An expanded PC meeting right after our national convention in August began a discussion and reevaluation of the history of Bolshevism and its lessons for present-day revolutionists. This came under the heading, “Education program on Lenin.”
At this meeting two “position papers” were presented on Lenin's contributions, one by Steve Clark and the other by Doug Jenness. Jack Barnes submitted a summary of the discussion. None of this has yet been published.
The remarks of comrades Clark and Jenness have been reduced to reading lists, recommended for classes and educationals on “Lenin's Conception of the Class Forces and Strategy in Making the Russian Revolution (1902-1917)” and “The Communist International Under Lenin.”
The Clark-Jenness talks, based on this recommended reading, initiated an open campaign by the party leadership to eradicate “old Trotskyist myths,” and an organized discussion was indicated by the reports and summary.
I propose now that the plenum formally authorize such a discussion by adopting a motion to begin a literary discussion, either in Party Organizer or in the party press (Militant, ISR, IP, PM [Perspectiva Mundial]), to review the lessons of Bolshevism as they apply today.

Dataset extract
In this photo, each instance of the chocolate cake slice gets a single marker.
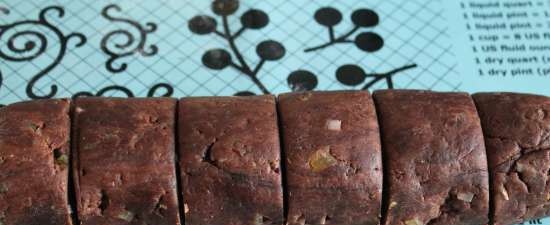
(517, 135)
(230, 160)
(333, 158)
(125, 161)
(34, 156)
(434, 158)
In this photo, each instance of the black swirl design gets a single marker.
(128, 47)
(168, 91)
(34, 33)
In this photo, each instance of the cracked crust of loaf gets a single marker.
(333, 158)
(517, 133)
(34, 153)
(230, 160)
(435, 159)
(125, 161)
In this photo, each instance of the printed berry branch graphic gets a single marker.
(34, 34)
(129, 46)
(353, 75)
(367, 41)
(218, 58)
(362, 18)
(169, 90)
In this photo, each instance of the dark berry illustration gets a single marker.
(218, 59)
(302, 80)
(353, 75)
(202, 24)
(365, 18)
(254, 19)
(369, 41)
(270, 50)
(361, 18)
(350, 75)
(225, 7)
(328, 16)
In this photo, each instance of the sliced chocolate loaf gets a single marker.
(230, 160)
(333, 158)
(124, 162)
(434, 159)
(34, 157)
(517, 135)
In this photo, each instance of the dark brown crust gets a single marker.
(229, 159)
(124, 161)
(33, 184)
(434, 158)
(517, 134)
(343, 126)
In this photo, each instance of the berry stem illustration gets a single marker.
(244, 68)
(218, 59)
(339, 40)
(366, 41)
(388, 76)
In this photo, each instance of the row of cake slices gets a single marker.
(398, 158)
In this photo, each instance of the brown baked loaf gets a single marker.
(517, 133)
(434, 159)
(230, 161)
(333, 159)
(125, 161)
(123, 158)
(34, 156)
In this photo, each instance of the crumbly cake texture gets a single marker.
(230, 160)
(333, 158)
(517, 135)
(34, 156)
(124, 163)
(434, 158)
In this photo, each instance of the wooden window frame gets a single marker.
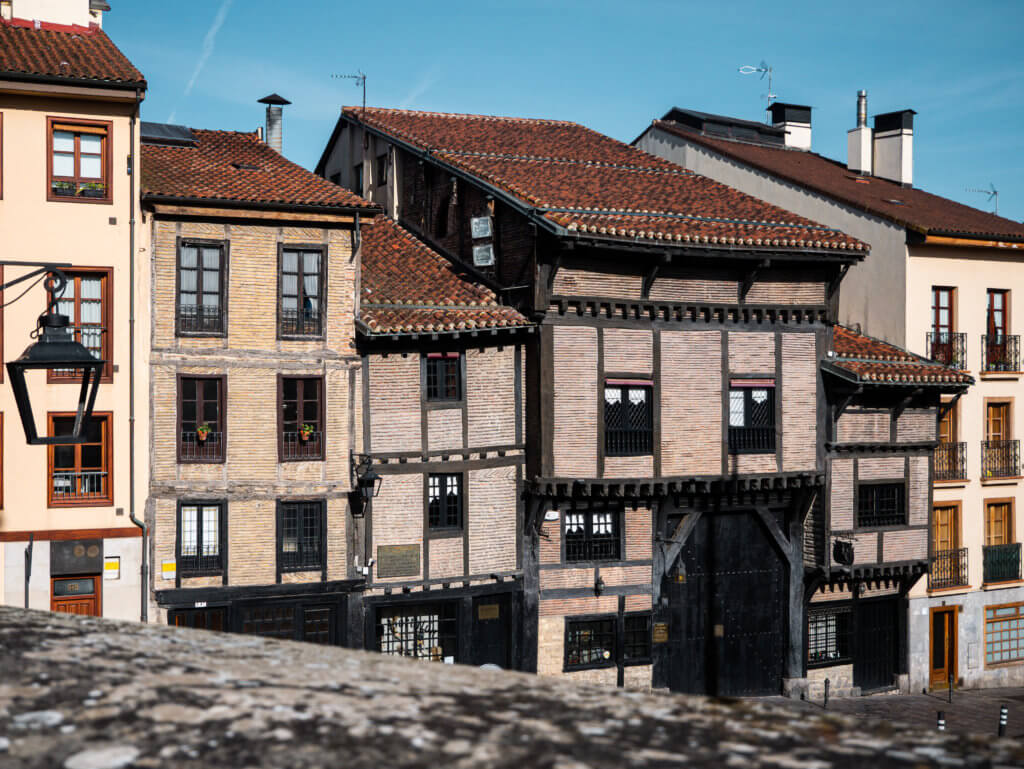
(322, 417)
(105, 160)
(107, 349)
(222, 409)
(108, 464)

Required task 1
Using the proposal on Lenin, explain in one to three sentences why the writer asks the plenum to authorize a literary discussion.
Required task 2
Translate this sentence from the proposal on Lenin into Spanish: "None of this has yet been published."
Required task 3
According to the proposal on Lenin, who submitted a summary of the discussion?

Task answer 1
The Clark-Jenness talks started an open campaign by the party leadership to eradicate "old Trotskyist myths," and the reports and summary indicated an organized discussion. The writer wants the plenum to formally authorize that discussion so the party can review the lessons of Bolshevism as they apply today.

Task answer 2
Nada de esto se ha publicado todavía.

Task answer 3
Jack Barnes.